WHAT THE EXERCISE ASKS » Below is a block of records; repeat all of them exactly.

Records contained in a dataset
● ● ●

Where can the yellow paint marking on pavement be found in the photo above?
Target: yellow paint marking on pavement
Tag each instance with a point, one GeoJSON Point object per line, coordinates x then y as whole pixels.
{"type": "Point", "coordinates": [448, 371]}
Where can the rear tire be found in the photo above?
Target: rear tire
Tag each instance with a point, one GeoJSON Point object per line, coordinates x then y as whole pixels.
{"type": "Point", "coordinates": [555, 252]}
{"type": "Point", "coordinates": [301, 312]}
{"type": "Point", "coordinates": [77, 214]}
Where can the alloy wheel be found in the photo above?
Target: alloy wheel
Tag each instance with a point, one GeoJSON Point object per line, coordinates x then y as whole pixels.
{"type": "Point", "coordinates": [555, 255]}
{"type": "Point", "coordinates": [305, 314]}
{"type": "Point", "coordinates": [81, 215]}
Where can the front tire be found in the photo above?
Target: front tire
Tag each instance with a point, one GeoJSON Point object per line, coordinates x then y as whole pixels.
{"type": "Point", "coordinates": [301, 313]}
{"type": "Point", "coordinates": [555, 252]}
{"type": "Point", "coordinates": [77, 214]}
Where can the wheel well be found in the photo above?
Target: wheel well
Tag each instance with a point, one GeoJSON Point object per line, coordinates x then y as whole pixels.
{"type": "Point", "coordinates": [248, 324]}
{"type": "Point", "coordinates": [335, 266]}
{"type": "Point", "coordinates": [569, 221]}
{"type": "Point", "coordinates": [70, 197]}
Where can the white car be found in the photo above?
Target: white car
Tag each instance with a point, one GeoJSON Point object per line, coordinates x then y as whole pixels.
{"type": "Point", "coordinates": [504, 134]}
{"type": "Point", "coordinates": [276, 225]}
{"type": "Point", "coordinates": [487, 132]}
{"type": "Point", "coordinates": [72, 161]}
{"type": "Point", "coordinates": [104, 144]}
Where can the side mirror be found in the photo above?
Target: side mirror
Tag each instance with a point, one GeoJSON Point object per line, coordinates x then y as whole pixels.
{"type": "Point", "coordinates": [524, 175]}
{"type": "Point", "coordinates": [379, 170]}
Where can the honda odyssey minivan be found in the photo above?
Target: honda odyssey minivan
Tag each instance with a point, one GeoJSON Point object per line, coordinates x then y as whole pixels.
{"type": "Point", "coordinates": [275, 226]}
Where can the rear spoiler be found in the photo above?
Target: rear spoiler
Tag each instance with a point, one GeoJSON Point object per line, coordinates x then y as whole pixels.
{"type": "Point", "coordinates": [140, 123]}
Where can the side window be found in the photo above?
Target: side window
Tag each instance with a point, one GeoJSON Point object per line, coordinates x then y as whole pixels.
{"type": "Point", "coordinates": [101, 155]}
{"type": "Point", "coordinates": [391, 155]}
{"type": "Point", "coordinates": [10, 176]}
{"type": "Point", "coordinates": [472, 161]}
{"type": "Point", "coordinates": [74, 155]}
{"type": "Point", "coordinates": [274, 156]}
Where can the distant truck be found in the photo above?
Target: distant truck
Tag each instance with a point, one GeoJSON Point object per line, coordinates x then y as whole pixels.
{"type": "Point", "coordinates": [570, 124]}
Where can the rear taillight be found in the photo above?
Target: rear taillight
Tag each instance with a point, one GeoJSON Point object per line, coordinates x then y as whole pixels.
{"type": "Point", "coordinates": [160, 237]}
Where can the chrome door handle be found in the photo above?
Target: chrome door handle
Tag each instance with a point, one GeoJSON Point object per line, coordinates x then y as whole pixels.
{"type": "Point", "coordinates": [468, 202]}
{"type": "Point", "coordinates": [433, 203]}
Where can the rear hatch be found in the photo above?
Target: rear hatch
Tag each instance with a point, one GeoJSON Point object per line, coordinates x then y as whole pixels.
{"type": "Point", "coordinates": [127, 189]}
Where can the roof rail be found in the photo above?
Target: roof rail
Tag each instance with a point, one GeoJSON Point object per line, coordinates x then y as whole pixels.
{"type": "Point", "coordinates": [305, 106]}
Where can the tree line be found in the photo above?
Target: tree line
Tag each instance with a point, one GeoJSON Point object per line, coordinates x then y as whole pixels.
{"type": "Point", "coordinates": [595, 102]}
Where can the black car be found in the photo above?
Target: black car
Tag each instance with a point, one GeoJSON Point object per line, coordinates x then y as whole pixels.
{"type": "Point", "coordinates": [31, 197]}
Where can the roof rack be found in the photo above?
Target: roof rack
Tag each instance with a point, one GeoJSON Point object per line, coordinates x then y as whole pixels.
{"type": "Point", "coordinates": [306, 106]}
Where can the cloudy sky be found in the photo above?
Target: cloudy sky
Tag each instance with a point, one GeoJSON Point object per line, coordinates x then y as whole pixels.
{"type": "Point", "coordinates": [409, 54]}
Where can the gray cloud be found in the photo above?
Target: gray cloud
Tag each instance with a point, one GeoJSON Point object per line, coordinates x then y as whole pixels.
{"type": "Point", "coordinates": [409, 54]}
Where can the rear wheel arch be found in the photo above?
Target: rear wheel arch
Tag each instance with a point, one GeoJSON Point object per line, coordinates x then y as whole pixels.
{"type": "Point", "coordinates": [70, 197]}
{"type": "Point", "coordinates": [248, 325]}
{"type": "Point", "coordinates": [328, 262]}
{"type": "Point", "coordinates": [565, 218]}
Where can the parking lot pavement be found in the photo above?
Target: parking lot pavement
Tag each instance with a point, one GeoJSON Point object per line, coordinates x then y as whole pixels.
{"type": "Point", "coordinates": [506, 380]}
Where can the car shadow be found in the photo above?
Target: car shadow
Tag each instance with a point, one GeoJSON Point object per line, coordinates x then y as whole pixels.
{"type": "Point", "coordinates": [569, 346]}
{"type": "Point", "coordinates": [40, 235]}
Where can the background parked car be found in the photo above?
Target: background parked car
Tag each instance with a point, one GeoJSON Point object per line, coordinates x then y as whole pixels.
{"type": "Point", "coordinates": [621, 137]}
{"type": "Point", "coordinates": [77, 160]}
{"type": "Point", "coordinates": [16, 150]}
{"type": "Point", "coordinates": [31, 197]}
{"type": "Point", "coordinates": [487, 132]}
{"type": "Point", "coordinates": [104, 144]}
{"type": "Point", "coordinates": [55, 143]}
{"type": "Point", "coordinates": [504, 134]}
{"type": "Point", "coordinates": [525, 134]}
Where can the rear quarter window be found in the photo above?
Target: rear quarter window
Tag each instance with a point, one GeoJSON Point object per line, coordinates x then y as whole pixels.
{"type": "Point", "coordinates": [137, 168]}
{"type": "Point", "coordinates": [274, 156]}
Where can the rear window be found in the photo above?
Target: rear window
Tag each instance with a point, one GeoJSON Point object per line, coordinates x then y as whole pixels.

● ● ●

RESPONSE FOR THIS EXERCISE »
Where can the yellow paint marking on pavement be found in the photo above?
Target: yellow paint marking on pavement
Tag each instance with a point, one GeoJSON Point object per line, coordinates x then y as whole pixels.
{"type": "Point", "coordinates": [448, 371]}
Where can the rear tire be found in the photo above?
Target: rear tire
Tag each instance with a point, one GeoJSON Point object per line, coordinates x then y as whole pixels.
{"type": "Point", "coordinates": [555, 252]}
{"type": "Point", "coordinates": [301, 312]}
{"type": "Point", "coordinates": [77, 214]}
Where can the alloy wheel be found in the photo above?
Target: alloy wheel
Tag each instance with a point, one GeoJSON Point object per line, coordinates x then y as whole pixels.
{"type": "Point", "coordinates": [555, 255]}
{"type": "Point", "coordinates": [305, 314]}
{"type": "Point", "coordinates": [81, 215]}
Where can the front tire be found in the photo above?
Target: front tire
Tag each instance with a point, one GeoJSON Point object per line, coordinates x then y as whole pixels.
{"type": "Point", "coordinates": [301, 313]}
{"type": "Point", "coordinates": [555, 252]}
{"type": "Point", "coordinates": [77, 214]}
Where can the wheel well be found in the photo above?
Target: wheel well
Tag each instance with a point, one GeoJSON Point object per line, coordinates x then y as whole pixels.
{"type": "Point", "coordinates": [248, 324]}
{"type": "Point", "coordinates": [335, 266]}
{"type": "Point", "coordinates": [569, 221]}
{"type": "Point", "coordinates": [70, 197]}
Where can the white car be found in the photo above?
Target: white car
Tag each instance with a point, one GeoJSON Point object per line, coordinates x then y as whole pixels.
{"type": "Point", "coordinates": [504, 134]}
{"type": "Point", "coordinates": [276, 225]}
{"type": "Point", "coordinates": [487, 132]}
{"type": "Point", "coordinates": [72, 161]}
{"type": "Point", "coordinates": [104, 144]}
Where can the side mirror be found in the photo above?
Target: side mirror
Tag each instance with a point, one GeoJSON Point object per line, coordinates x then y as whole pixels.
{"type": "Point", "coordinates": [524, 175]}
{"type": "Point", "coordinates": [379, 170]}
Where can the honda odyssey minivan be found in the photo above?
Target: honda odyssey minivan
Tag each instance with a point, one GeoJSON Point object per line, coordinates x then y as whole pixels.
{"type": "Point", "coordinates": [275, 226]}
Where can the rear spoiler be found in the photo above?
Target: rear spoiler
Tag each instance with a point, one GeoJSON Point object per line, coordinates x then y as whole pixels.
{"type": "Point", "coordinates": [140, 123]}
Where can the side window be found in the photo above?
Target: side window
Tag each instance with a point, one GeoJSON Point object per line, coordinates x then y as whole pixels.
{"type": "Point", "coordinates": [101, 155]}
{"type": "Point", "coordinates": [391, 155]}
{"type": "Point", "coordinates": [10, 176]}
{"type": "Point", "coordinates": [472, 161]}
{"type": "Point", "coordinates": [74, 155]}
{"type": "Point", "coordinates": [274, 156]}
Where can the distant truck be found in the photo above?
Target: distant truck
Tag each instance with a point, one GeoJSON Point object per line, coordinates x then y as whole pixels.
{"type": "Point", "coordinates": [570, 124]}
Where can the rear taillight be found in the photo above?
Target: rear taillight
Tag each instance with a point, one GeoJSON Point object per line, coordinates x then y as whole pixels.
{"type": "Point", "coordinates": [160, 237]}
Where can the chrome door handle be found in the photo above?
Target: chrome door handle
Tag each instance with a point, one GeoJSON Point object per line, coordinates x then y as whole pixels.
{"type": "Point", "coordinates": [468, 202]}
{"type": "Point", "coordinates": [433, 203]}
Where can the rear hatch be found in the photo above?
Target: rear hatch
Tag each instance with a point, one GeoJSON Point object per line, coordinates x then y as whole pixels.
{"type": "Point", "coordinates": [127, 189]}
Where can the roof rail be found in the photo above?
Target: roof rail
Tag each instance with a point, one GeoJSON Point object per line, coordinates x then y as whole pixels.
{"type": "Point", "coordinates": [305, 106]}
Where can the tree line be found in the photo above?
Target: tree line
Tag each instance with a point, one GeoJSON Point object per line, coordinates x then y as whole pixels.
{"type": "Point", "coordinates": [595, 102]}
Where can the black car be found in the photo above?
Target: black car
Tag each instance with a point, one GeoJSON Point object per line, coordinates x then y as whole pixels.
{"type": "Point", "coordinates": [31, 197]}
Where can the roof rack be found in the photo above?
Target: roof rack
Tag each instance with a point, one GeoJSON Point object per line, coordinates x then y as whole pixels.
{"type": "Point", "coordinates": [306, 106]}
Where can the cloudy sky be found in the photo above?
Target: cloudy sky
Tag each instance with a point, one GeoJSON Point object per line, coordinates x then y as whole pixels.
{"type": "Point", "coordinates": [409, 54]}
Where can the gray cloud be found in the photo above?
Target: gray cloud
Tag each instance with a point, one GeoJSON Point object per line, coordinates x then y as whole pixels.
{"type": "Point", "coordinates": [409, 54]}
Where can the rear wheel arch be found in the photo above?
Target: rear wheel arch
Tag each instance with a point, one GeoJSON Point object per line, coordinates x then y as whole pixels.
{"type": "Point", "coordinates": [70, 197]}
{"type": "Point", "coordinates": [248, 325]}
{"type": "Point", "coordinates": [328, 262]}
{"type": "Point", "coordinates": [565, 218]}
Where can the parking lot pavement be found in the photo above?
Target: parking lot pavement
Tag each instance with a point, one GeoJSON Point object per line, coordinates x then y as whole pixels.
{"type": "Point", "coordinates": [506, 380]}
Where can the car shadow be found in the photo above?
Target: car shadow
Tag each instance with a point, one GeoJSON Point object per line, coordinates x then y as whole pixels.
{"type": "Point", "coordinates": [569, 346]}
{"type": "Point", "coordinates": [40, 235]}
Where can the background parked car be found in the photo above?
Target: background parked car
Tag each instance with a point, one GeoJSON Point object per line, coordinates x then y as whole pixels.
{"type": "Point", "coordinates": [621, 137]}
{"type": "Point", "coordinates": [77, 160]}
{"type": "Point", "coordinates": [16, 150]}
{"type": "Point", "coordinates": [31, 197]}
{"type": "Point", "coordinates": [487, 132]}
{"type": "Point", "coordinates": [104, 144]}
{"type": "Point", "coordinates": [55, 143]}
{"type": "Point", "coordinates": [504, 134]}
{"type": "Point", "coordinates": [525, 134]}
Where can the rear quarter window be found in the photo above?
Target: rear quarter window
Tag each instance with a point, one GeoJSON Point object per line, coordinates x then y as whole pixels.
{"type": "Point", "coordinates": [137, 168]}
{"type": "Point", "coordinates": [274, 156]}
Where can the rear window be found in the photo above?
Target: rear window
Tag each instance with a point, one GeoJSON Point object per line, coordinates x then y as whole pixels.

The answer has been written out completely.